[REQUEST A]
Lay out the records from the line containing "Step 1: scan the image for fireplace." through the end of the records, inclusive, as a two-column CSV with the columns request and answer. Give one row for each request, put its text and its answer each in one quoted field with line breaks turned into spaces, and leave the pictures out.

# Time to Vote, September Pic of the Month



## harrigab (Aug 21, 2011)

http://www.vizslaforums.com/index.php/topic,10083.0.html

as usual,,*no voting for your own pic* good luck everyone


----------



## cooperman (Oct 26, 2010)

While every photo of a v is awww inspiring, this months was just too easy to vote on. An amazing photo sj.


----------



## solefald (May 16, 2013)

I can't get over how awesome sniper johns photo is!


----------



## VMakes6 (Apr 12, 2013)

The first time I've ever submitted a photo and I have to compete with the gator picture!?


----------



## Vida (Dec 26, 2011)

OMG! I've been away from the forum for a while ,I didn't realize you lot were into extreme dog walking! Why is the dog on the gator? Why??? Lol!


----------



## einspänner (Sep 8, 2012)

Vida! Good to have you back. I've missed your quick wit. Here is the awesome story behind the gator pic. http://www.vizslaforums.com/index.php/topic,10347.msg77469.html#msg77469


----------



## AlmaPup (Sep 18, 2012)

Ok, so i voted for Dmak and Kauzy, because when i saw the photo i instantly thought 
"I wish i was there with my dog"
Beautiful landscape,looks like pure enjoyment!


----------



## harrigab (Aug 21, 2011)

[REQUEST B]
Transcribe the pic-of-the-month thread between "## einspänner (Sep" and "(Sep 18, 2012)", inclusive.

[DATA FOR THIS EXERCISE]
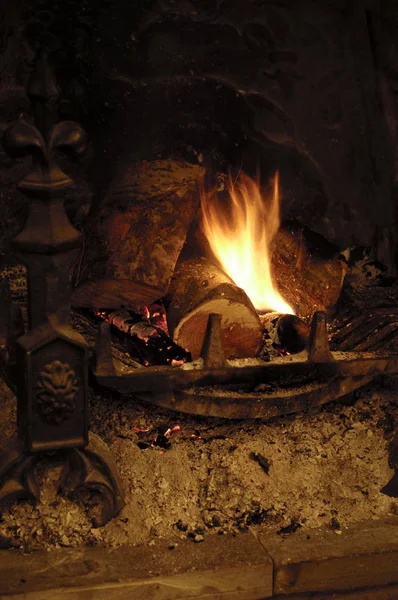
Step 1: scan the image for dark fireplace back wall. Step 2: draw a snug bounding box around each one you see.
[0,0,398,270]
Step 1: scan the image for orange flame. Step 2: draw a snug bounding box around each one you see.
[201,173,294,314]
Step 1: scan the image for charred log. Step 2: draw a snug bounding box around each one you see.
[97,310,191,366]
[167,256,263,358]
[260,313,310,355]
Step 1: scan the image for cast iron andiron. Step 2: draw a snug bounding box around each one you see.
[0,52,124,525]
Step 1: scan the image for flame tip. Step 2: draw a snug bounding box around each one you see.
[201,170,294,314]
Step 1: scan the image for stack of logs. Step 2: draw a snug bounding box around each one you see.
[73,160,346,358]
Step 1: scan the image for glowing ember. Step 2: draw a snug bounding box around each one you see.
[201,173,294,314]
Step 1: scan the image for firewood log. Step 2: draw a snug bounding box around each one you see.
[272,223,347,320]
[187,211,347,322]
[167,253,263,358]
[72,160,204,310]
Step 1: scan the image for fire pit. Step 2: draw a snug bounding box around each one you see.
[0,0,398,598]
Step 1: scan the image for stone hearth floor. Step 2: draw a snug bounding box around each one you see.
[0,517,398,600]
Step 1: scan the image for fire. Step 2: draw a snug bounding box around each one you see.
[201,173,294,314]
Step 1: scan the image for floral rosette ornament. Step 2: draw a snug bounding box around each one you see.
[37,360,79,425]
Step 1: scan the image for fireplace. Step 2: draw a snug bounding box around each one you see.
[0,0,398,598]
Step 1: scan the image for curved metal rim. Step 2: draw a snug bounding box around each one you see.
[135,376,373,419]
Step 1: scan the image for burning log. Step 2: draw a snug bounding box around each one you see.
[167,255,263,358]
[73,160,204,310]
[272,223,347,319]
[187,173,347,320]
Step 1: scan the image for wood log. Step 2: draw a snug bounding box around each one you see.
[72,160,204,310]
[167,253,263,358]
[187,211,347,322]
[272,223,347,320]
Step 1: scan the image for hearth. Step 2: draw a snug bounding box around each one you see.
[0,0,398,596]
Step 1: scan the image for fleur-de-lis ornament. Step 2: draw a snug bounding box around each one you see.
[3,51,87,252]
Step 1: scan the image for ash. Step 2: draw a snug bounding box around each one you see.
[0,378,398,551]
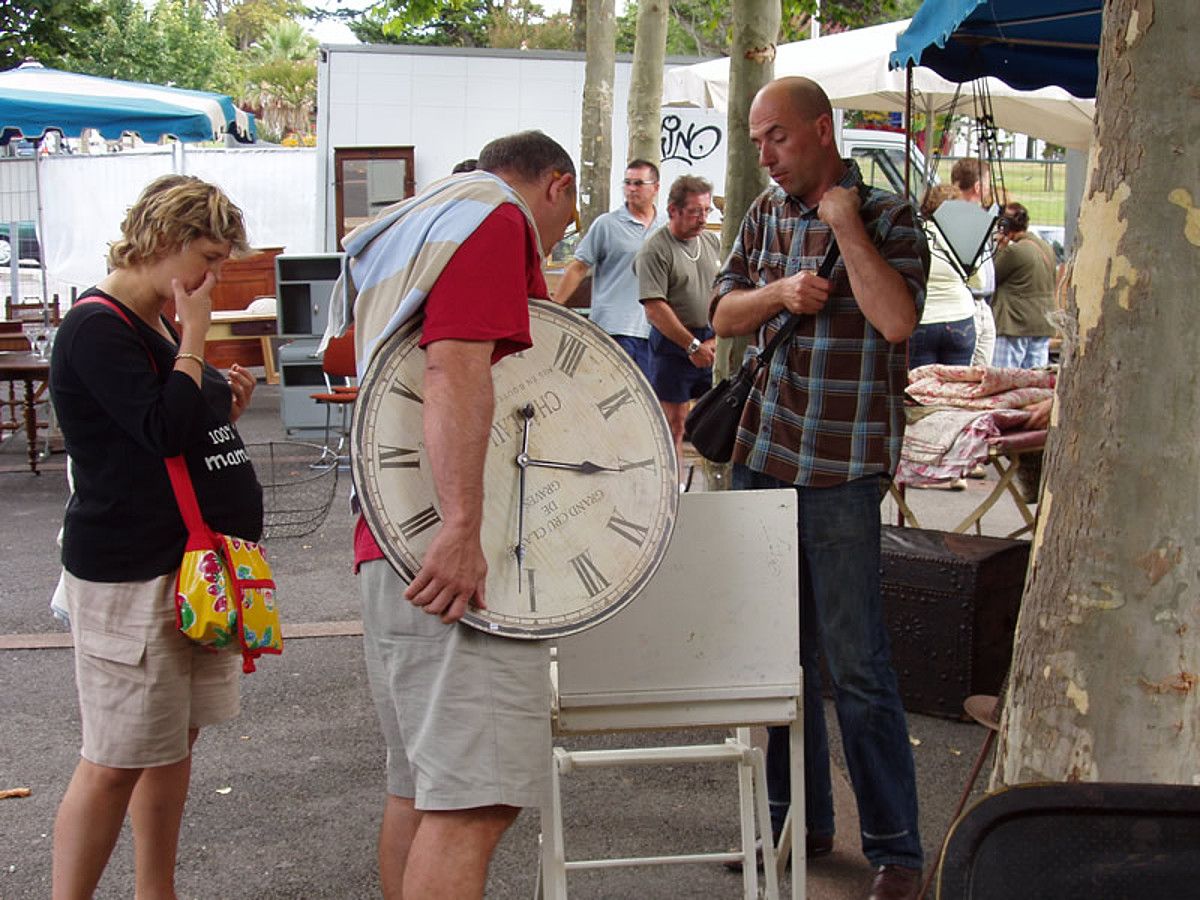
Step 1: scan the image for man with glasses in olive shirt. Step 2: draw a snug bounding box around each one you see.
[551,160,666,378]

[WRITTEN REPLY A]
request,answer
"Step 1: scan the image for fireplace. Step 2: draw a snug bounding box around each one you see.","[0,0,398,598]"
"Step 1: scan the image for curved metal rim. Step 2: draw a snug bounding box around each one you see.","[135,376,373,419]"
"Step 1: scan the image for burning log. Step 2: draw a snug bounding box around each one you see.","[167,255,263,358] [73,160,204,310] [272,223,347,319] [187,173,347,320]"
"Step 1: scan the image for wood log. Step 2: draw a snug bounding box around each one you see.","[72,160,204,310] [167,253,263,358] [187,211,347,322] [272,223,347,320]"
"Step 1: scan the image for hearth. Step 2: draw a snug bounding box around each one you see.","[0,0,398,596]"
"Step 1: scan the image for fleur-de-lis ornament. Step 2: draw a snug bounding box around each one you see.","[3,51,87,252]"
"Step 1: scan the image for ash. Step 2: draw a snug bounding box around each one you see.","[0,378,398,551]"
"Step 1: scan the image for man with glasses in olive shirt. Step 2: draw a snug bounding box around each one you see.","[551,160,666,378]"

[WRITTEN REPLY B]
## einspänner (Sep 8, 2012)

Vida! Good to have you back. I've missed your quick wit. Here is the awesome story behind the gator pic. http://www.vizslaforums.com/index.php/topic,10347.msg77469.html#msg77469


----------



## AlmaPup (Sep 18, 2012)